Champion weightlifter Laurel Hubbard is set to be the first transgender Olympian, but the physical and psychological challenges are monumental.
Today, The Detail finds out what it has taken for Hubbard to be eligible for Tokyo and why one campaigner for transgender athletes thinks the system is not ready for her.
She has met the qualification criteria for the Olympics, rejigged because of limited competition due to Covid-19. She now awaits a nomination from Weightlifting New Zealand and official selection from the New Zealand Olympic Committee, which are said to be a formality.
Hubbard may be ready for the competition but the "system" is not ready for Hubbard, says Kristen Worley, a transgender athlete who competed in cycling to a high level.
"We've come to that place in the road to where now we've got Laurel, if she does decide to compete in Tokyo that we now have all this information but unfortunately it’s not going to be applied for this games and that's the challenge," Worley says.

(Saved entries)

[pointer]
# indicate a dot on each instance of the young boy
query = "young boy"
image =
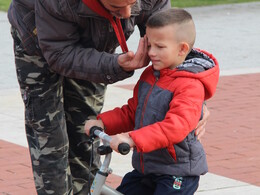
(159, 120)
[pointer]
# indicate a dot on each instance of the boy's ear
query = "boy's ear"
(184, 48)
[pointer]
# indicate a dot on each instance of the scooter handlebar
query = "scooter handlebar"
(95, 131)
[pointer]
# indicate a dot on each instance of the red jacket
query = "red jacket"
(164, 110)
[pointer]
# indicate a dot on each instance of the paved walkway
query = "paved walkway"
(232, 140)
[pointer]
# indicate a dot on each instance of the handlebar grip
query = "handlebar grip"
(124, 148)
(92, 131)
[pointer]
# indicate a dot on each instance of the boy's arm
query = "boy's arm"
(180, 120)
(121, 119)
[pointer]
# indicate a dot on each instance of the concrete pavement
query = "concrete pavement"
(231, 33)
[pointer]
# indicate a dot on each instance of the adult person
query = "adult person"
(166, 153)
(64, 56)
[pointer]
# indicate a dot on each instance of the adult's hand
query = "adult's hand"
(201, 127)
(130, 61)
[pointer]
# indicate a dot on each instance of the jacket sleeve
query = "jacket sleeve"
(122, 119)
(180, 120)
(150, 7)
(59, 41)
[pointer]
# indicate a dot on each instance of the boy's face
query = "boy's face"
(163, 48)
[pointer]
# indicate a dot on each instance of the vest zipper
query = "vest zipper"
(142, 116)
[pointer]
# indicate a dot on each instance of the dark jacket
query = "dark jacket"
(163, 114)
(75, 41)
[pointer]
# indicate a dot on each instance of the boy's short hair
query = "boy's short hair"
(174, 16)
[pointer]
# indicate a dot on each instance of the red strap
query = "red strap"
(95, 6)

:: Task description ::
Reproduce the stretch from "She has met" through "be a formality." in the text on Laurel Hubbard, word for word. The items above aren't needed for any of this.

:: Reply ::
She has met the qualification criteria for the Olympics, rejigged because of limited competition due to Covid-19. She now awaits a nomination from Weightlifting New Zealand and official selection from the New Zealand Olympic Committee, which are said to be a formality.